◆ Problem statement: Copy out the entries exactly. Print them in full.

┌─ Data for review

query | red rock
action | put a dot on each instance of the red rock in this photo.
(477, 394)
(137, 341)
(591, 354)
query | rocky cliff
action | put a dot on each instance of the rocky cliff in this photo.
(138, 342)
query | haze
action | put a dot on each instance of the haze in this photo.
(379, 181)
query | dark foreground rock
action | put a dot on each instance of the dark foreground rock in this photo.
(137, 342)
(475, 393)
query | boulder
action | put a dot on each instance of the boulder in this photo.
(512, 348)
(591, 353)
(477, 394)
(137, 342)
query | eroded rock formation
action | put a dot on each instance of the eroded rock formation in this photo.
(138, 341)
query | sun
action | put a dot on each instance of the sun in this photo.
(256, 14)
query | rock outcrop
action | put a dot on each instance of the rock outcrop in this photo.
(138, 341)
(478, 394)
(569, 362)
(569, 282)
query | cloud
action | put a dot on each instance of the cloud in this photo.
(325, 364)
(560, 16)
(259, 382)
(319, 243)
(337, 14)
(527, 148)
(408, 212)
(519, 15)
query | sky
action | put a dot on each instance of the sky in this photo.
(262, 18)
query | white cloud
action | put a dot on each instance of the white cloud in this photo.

└─

◆ Result for this task:
query | red rock
action | put a dot on each instance of the red rock in this photo.
(477, 394)
(137, 341)
(591, 354)
query | rocky cliff
action | put a dot on each instance of the rocky cliff in this photo.
(138, 342)
query | haze
action | put a dot on each instance of the haze in this photo.
(379, 181)
query | dark foreground rock
action | put a dot on each instance of the dark foreground rock in this photo.
(137, 342)
(475, 393)
query | boulder
action | put a dot on each instance of the boulder in this photo.
(512, 348)
(591, 353)
(477, 394)
(137, 342)
query | eroded rock formation
action | put a dot on each instance of the eroded rock formation in this photo.
(138, 341)
query | sun
action | put a dot on each instance of the sun in this photo.
(256, 14)
query | rock outcrop
action | put a dot on each instance of the rock outcrop in this photo.
(138, 341)
(478, 394)
(569, 362)
(569, 282)
query | cloud
action | put a dot on each instance of the cloud in this photo.
(325, 364)
(560, 16)
(259, 382)
(319, 243)
(337, 14)
(527, 148)
(408, 212)
(519, 15)
query | sky
action | put a dot on each instance of the sky in this photo.
(262, 18)
query | white cloud
action | put a dot on each instance of the white cloud in this photo.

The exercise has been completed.